_Given passage_
Enter the foie gras poutine. Almost too decadent for the imagination, this rich mixture of traditional poutine, exceptionally tasty gravy, squeaky cheese, and grilled foie gras is simply too fabulous to describe.
At $23, this baby doesn't come cheap—it is in fact the most expensive poutine in the province—but is well worth the expenditure, considering how unique it is. Nowhere else in the world can you find this dish.
Insider's tip: Because it is such a unique dish, the restaurant tends to get quite busy. Reservations are strongly recommended.

_Raw data_
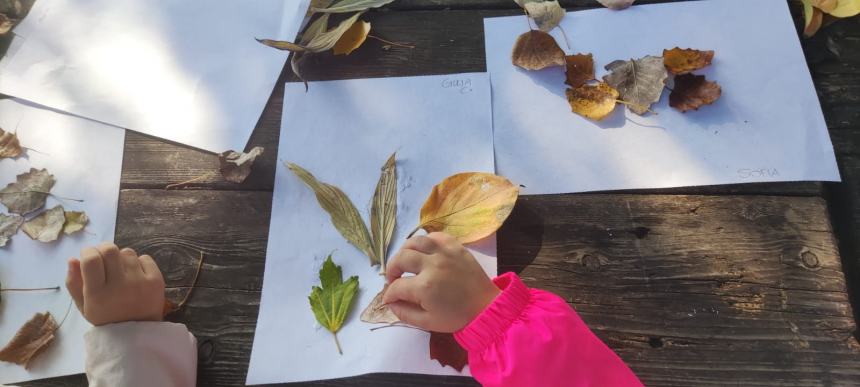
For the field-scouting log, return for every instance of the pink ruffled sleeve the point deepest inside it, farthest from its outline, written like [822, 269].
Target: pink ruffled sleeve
[529, 337]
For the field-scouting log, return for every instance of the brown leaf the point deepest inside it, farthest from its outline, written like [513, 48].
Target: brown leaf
[377, 312]
[10, 147]
[579, 69]
[537, 50]
[31, 340]
[595, 102]
[693, 91]
[47, 226]
[468, 206]
[445, 349]
[236, 166]
[683, 61]
[29, 192]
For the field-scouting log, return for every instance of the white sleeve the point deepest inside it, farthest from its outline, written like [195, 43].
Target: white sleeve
[144, 354]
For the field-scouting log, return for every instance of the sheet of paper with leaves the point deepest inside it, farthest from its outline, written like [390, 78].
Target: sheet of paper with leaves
[771, 131]
[302, 234]
[82, 160]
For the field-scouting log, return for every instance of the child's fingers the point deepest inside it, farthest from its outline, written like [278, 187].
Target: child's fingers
[92, 268]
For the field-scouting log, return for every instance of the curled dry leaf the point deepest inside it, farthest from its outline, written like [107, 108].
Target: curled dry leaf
[683, 61]
[47, 226]
[537, 50]
[468, 206]
[595, 102]
[29, 191]
[693, 91]
[640, 82]
[31, 340]
[546, 14]
[9, 225]
[579, 69]
[445, 349]
[236, 166]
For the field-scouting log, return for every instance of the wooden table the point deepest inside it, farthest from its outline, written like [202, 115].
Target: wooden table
[739, 285]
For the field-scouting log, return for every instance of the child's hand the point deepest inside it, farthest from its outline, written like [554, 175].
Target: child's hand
[111, 285]
[449, 289]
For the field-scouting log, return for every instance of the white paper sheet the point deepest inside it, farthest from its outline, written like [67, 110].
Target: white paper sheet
[343, 132]
[85, 158]
[768, 125]
[188, 71]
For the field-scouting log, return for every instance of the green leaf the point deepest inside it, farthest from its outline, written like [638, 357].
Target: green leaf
[331, 302]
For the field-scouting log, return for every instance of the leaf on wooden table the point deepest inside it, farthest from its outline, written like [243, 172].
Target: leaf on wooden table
[445, 349]
[640, 82]
[10, 147]
[468, 206]
[31, 340]
[47, 226]
[236, 166]
[75, 221]
[537, 50]
[377, 312]
[352, 39]
[684, 61]
[331, 301]
[547, 14]
[29, 192]
[344, 215]
[9, 225]
[595, 102]
[693, 91]
[579, 69]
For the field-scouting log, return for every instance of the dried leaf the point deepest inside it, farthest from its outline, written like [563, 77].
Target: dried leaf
[47, 226]
[579, 69]
[445, 349]
[640, 82]
[616, 4]
[537, 50]
[236, 166]
[383, 211]
[344, 215]
[31, 340]
[331, 301]
[75, 221]
[683, 61]
[352, 39]
[9, 225]
[595, 102]
[692, 91]
[377, 312]
[29, 192]
[469, 206]
[345, 6]
[10, 147]
[547, 14]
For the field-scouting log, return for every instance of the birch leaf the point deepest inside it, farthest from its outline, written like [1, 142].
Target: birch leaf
[344, 215]
[547, 14]
[236, 166]
[29, 192]
[383, 211]
[9, 225]
[537, 50]
[31, 340]
[47, 226]
[331, 301]
[10, 147]
[469, 206]
[640, 82]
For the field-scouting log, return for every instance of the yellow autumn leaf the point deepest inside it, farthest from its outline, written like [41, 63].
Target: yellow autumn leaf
[352, 39]
[469, 206]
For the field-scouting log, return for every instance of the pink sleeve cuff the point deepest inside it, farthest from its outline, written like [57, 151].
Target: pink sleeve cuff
[491, 325]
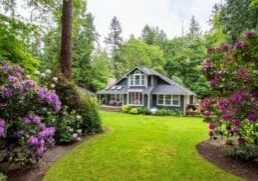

_Work task_
Write a continuation of the foie gras poutine passage, picking up after its last sentence.

_Response for this exercise_
This home of chef Martin Picard has gone a long way to make Montreal famous, food-wise. His utterly decadent approach to food is infectious. Some of his signature inventions include the foie gras poutine featuring duck-fat fries, the whole roast pig’s head served with two-pound lobster, and the duck-in-a-can (the meat of an entire duck sealed into a can with gravy). A meal at Pied de Cochon on quaint Rue Duluth is like the high-class version of Youtube’s Epic Meal (it can’t be a coincidence that those guys are Montrealers too). It’s a memorable experience you’ll stagger away from with a smile on your face and a few buttons undone on your jeans. For an unforgettable taste of Quebec lore, reserve a spot (a year ahead of time) at Picard’s sugar shack, open from February to May exclusively.